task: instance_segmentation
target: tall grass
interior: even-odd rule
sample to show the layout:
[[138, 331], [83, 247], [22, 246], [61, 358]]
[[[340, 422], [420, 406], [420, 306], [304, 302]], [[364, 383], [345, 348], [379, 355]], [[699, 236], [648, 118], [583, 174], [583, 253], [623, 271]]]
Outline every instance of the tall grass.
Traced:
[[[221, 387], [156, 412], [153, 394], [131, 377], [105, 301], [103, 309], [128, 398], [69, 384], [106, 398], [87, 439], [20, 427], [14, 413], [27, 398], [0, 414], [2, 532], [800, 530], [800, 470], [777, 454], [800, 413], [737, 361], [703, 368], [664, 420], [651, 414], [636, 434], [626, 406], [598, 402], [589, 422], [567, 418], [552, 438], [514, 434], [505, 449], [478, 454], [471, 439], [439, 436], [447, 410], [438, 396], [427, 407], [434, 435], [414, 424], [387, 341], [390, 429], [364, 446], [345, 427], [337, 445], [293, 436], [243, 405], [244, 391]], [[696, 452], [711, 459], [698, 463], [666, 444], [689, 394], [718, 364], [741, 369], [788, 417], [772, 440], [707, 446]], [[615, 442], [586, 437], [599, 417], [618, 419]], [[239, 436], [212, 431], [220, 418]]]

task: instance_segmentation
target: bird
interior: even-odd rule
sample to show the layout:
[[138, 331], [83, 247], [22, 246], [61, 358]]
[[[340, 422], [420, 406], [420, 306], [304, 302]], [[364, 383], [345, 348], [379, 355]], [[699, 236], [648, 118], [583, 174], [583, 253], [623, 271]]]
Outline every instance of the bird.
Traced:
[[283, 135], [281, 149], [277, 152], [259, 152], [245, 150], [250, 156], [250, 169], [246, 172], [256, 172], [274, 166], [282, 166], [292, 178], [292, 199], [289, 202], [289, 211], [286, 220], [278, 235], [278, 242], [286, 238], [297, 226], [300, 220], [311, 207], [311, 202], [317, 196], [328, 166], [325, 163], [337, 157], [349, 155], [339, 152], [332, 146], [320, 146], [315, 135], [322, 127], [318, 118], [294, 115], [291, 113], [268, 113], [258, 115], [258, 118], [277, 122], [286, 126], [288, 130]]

○ ○ ○ ○ ○ ○ ○

Output the full listing again, exactly as it stands above.

task: instance_segmentation
target: tall grass
interior: even-odd rule
sample to show the layout:
[[138, 331], [83, 247], [22, 246], [61, 358]]
[[[340, 422], [420, 406], [420, 306], [304, 302]], [[364, 383], [345, 348], [379, 355]], [[699, 236], [648, 118], [583, 174], [583, 253], [623, 271]]]
Outline every instance of the tall grass.
Traced:
[[[221, 387], [156, 412], [153, 394], [131, 377], [105, 301], [103, 309], [128, 398], [69, 384], [106, 398], [87, 439], [20, 427], [14, 413], [27, 398], [0, 414], [2, 532], [800, 530], [800, 470], [777, 454], [800, 413], [737, 361], [703, 368], [664, 420], [651, 414], [636, 434], [626, 406], [598, 402], [589, 422], [567, 418], [552, 438], [514, 434], [505, 449], [478, 454], [471, 439], [439, 436], [447, 410], [438, 396], [427, 407], [434, 435], [414, 424], [387, 341], [390, 429], [364, 446], [345, 427], [337, 445], [293, 436], [243, 405], [244, 391]], [[696, 452], [711, 459], [698, 463], [666, 444], [689, 394], [718, 364], [741, 369], [788, 417], [772, 440], [707, 446]], [[615, 442], [586, 437], [599, 417], [618, 419]], [[239, 436], [212, 431], [220, 418]]]

task: instance_segmentation
target: bird
interior: even-odd rule
sample to show the layout:
[[138, 331], [83, 247], [22, 246], [61, 358]]
[[[340, 422], [420, 406], [420, 306], [304, 302]], [[364, 383], [345, 348], [379, 355]], [[699, 236], [648, 118], [583, 174], [583, 253], [623, 271]]]
Outline every instance of the bird.
Traced:
[[283, 135], [281, 149], [277, 152], [259, 152], [245, 150], [250, 156], [250, 169], [246, 172], [256, 172], [274, 166], [282, 166], [292, 178], [292, 199], [289, 202], [289, 211], [286, 220], [278, 235], [278, 242], [286, 238], [297, 226], [300, 220], [311, 207], [311, 202], [317, 196], [328, 166], [325, 163], [337, 157], [349, 155], [339, 152], [332, 146], [320, 146], [315, 135], [322, 127], [318, 118], [294, 115], [291, 113], [268, 113], [258, 115], [258, 118], [277, 122], [286, 126], [288, 130]]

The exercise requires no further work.